## ASSIGNED TASK:
Return only the tail of the data below, word for word: the line with "Annotation task — annotate the woman with" and each line after it through the final one.

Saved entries
%%

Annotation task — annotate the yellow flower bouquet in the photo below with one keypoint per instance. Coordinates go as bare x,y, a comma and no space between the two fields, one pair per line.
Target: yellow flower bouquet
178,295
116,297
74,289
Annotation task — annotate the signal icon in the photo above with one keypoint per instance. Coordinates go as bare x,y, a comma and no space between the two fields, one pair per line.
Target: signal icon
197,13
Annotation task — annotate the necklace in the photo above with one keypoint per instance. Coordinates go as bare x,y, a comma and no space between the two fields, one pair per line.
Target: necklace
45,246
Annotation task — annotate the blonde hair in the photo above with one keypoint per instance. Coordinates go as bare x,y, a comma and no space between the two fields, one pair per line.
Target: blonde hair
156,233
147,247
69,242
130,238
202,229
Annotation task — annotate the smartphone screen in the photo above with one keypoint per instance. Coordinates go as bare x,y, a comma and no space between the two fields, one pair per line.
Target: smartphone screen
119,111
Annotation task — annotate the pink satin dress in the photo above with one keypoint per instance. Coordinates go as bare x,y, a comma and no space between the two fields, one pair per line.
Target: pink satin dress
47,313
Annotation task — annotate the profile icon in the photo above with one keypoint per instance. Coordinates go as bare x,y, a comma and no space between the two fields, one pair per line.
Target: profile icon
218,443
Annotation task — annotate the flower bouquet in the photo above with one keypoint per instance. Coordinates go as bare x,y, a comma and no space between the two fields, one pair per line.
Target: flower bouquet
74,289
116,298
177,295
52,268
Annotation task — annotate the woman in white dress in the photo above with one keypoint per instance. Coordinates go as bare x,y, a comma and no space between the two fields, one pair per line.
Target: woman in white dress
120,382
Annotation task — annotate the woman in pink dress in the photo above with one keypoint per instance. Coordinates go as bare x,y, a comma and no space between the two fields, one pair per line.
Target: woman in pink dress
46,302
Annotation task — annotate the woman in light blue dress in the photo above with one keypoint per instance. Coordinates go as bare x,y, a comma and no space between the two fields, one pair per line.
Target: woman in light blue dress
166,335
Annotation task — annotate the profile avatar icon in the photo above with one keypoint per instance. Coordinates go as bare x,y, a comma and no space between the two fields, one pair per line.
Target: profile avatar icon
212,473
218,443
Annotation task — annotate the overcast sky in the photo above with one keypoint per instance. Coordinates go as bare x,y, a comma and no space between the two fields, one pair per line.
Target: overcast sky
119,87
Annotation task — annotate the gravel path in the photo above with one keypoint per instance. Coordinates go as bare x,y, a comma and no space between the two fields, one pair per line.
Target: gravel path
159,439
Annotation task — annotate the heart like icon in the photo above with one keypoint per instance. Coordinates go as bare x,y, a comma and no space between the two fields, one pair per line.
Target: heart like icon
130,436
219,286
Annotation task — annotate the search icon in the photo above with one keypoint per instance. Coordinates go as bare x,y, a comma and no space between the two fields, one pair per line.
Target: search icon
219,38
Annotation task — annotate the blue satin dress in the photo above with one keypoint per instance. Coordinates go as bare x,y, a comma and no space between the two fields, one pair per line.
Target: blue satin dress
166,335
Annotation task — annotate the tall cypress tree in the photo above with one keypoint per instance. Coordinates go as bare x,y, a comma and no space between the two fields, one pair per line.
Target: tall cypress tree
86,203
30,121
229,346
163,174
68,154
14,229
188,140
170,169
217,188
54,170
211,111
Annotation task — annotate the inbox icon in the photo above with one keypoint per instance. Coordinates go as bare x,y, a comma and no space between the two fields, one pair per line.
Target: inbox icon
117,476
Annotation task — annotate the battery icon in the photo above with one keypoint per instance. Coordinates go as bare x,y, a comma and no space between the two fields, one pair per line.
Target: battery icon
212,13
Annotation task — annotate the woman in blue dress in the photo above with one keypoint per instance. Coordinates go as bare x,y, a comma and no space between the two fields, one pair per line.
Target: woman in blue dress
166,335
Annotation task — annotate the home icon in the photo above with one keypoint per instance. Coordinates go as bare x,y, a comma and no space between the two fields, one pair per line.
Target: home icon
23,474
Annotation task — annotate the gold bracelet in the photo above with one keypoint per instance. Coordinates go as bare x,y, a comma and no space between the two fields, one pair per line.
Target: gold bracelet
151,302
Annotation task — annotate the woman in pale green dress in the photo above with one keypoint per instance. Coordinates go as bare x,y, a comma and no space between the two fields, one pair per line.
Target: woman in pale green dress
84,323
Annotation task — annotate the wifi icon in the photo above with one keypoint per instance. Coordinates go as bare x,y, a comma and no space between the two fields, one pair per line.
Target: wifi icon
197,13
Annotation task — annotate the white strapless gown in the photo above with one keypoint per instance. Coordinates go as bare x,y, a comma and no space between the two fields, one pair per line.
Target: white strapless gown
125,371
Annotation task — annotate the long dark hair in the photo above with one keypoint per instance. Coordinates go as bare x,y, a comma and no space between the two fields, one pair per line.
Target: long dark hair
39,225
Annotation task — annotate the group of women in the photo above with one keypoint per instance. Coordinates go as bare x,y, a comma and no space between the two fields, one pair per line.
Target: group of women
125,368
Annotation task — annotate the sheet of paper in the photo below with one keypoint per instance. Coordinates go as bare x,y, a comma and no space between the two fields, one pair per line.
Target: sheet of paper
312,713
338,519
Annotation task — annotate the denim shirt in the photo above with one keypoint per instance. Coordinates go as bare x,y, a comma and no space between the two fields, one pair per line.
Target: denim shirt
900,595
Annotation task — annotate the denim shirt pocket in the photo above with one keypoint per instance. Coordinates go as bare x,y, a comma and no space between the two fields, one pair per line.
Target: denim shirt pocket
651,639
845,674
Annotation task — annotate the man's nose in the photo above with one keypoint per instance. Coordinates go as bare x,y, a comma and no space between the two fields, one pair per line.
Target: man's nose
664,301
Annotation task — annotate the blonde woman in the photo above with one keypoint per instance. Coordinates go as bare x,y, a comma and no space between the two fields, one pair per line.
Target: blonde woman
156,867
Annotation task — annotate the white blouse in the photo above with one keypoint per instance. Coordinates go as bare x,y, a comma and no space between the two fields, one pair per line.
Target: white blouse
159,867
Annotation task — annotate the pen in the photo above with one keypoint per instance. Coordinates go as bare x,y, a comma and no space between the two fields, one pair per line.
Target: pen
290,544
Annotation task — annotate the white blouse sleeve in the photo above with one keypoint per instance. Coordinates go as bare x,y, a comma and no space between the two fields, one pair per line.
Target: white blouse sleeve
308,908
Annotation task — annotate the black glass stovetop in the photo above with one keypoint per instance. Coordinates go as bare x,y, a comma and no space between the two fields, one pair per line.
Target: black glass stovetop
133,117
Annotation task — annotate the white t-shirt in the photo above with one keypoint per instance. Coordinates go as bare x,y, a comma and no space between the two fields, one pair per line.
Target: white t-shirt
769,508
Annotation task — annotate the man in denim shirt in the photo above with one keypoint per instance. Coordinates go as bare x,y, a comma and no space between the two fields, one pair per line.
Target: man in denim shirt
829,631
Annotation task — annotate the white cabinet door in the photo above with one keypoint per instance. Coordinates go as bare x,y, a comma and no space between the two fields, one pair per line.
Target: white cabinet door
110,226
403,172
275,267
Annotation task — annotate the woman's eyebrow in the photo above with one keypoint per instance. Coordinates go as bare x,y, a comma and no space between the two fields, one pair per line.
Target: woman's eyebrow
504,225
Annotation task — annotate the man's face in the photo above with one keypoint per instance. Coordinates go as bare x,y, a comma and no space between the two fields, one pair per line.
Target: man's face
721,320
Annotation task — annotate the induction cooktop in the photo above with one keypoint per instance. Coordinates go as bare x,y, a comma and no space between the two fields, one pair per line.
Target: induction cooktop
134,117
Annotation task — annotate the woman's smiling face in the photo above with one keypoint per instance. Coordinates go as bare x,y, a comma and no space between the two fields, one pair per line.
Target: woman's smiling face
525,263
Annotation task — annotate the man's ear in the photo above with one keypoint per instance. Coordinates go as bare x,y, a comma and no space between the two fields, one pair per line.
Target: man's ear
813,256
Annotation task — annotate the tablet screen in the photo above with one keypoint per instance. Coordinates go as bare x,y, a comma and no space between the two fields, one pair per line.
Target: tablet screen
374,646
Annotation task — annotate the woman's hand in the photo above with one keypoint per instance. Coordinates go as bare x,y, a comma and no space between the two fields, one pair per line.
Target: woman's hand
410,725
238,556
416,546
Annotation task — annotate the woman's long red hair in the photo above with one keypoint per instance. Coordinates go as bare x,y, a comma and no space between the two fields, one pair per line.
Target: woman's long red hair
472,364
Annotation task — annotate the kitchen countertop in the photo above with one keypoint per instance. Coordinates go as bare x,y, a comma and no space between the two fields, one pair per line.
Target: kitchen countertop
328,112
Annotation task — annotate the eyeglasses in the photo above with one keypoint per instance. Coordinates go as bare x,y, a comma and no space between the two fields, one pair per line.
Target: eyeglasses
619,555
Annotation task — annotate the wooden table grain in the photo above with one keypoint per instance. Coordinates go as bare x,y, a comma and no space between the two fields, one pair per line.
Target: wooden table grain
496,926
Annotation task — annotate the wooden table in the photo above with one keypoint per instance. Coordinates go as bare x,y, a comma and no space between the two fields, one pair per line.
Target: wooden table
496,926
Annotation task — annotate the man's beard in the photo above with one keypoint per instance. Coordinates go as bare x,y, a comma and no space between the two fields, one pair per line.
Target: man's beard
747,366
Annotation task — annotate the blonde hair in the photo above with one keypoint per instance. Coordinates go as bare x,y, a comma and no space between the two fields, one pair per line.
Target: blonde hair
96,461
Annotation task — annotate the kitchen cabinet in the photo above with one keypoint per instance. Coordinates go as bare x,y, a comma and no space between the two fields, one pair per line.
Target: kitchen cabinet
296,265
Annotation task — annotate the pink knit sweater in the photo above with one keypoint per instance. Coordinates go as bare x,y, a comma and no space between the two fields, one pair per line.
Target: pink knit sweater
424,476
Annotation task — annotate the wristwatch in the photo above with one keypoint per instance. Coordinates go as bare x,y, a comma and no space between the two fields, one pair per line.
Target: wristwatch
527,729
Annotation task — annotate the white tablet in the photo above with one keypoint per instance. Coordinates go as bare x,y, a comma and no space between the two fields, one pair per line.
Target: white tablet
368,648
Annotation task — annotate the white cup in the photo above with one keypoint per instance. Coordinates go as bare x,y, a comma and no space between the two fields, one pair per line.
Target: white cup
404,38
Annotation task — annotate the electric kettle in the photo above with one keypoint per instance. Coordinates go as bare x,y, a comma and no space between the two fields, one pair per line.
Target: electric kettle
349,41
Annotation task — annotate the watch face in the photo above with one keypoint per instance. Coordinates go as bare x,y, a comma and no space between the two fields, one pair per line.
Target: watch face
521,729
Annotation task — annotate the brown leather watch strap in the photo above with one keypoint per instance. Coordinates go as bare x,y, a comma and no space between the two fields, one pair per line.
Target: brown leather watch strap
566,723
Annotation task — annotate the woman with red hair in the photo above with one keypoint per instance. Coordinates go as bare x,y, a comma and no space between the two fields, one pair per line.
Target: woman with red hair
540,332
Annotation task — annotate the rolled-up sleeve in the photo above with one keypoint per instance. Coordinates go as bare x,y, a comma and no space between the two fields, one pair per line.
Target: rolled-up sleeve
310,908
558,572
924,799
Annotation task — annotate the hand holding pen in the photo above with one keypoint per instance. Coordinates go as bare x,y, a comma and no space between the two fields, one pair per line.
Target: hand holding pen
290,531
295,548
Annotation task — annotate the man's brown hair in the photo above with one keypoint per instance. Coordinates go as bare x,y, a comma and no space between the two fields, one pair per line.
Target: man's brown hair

%%

## RESPONSE TO THE EXERCISE:
Annotation task — annotate the woman with red hair in the photo above with one keypoint per instance. Coordinates go as bare x,y, a comma and no space between the two fields, one pair per line.
Target: woman with red hair
540,332
Annotation task — annotate the rolled-up sleeve in the photo above with one keypoint per instance. Coordinates go as bare x,y, a comma and no space between the two fields, one pair per line.
Target: rolled-up sleeve
310,908
558,572
924,799
Annotation task — annotate the hand holding pen in the photo above with one keypoint per instance. Coordinates go as bare x,y, a comma and no space between the two fields, one pair per line.
Target: hand holding pen
290,531
295,548
Annotation task — annotate the man's brown hair in the photo above with one keypoint per instance. Coordinates go as bare x,y, a comma and no space between the two fields, one pair per line.
Target: man's brown hair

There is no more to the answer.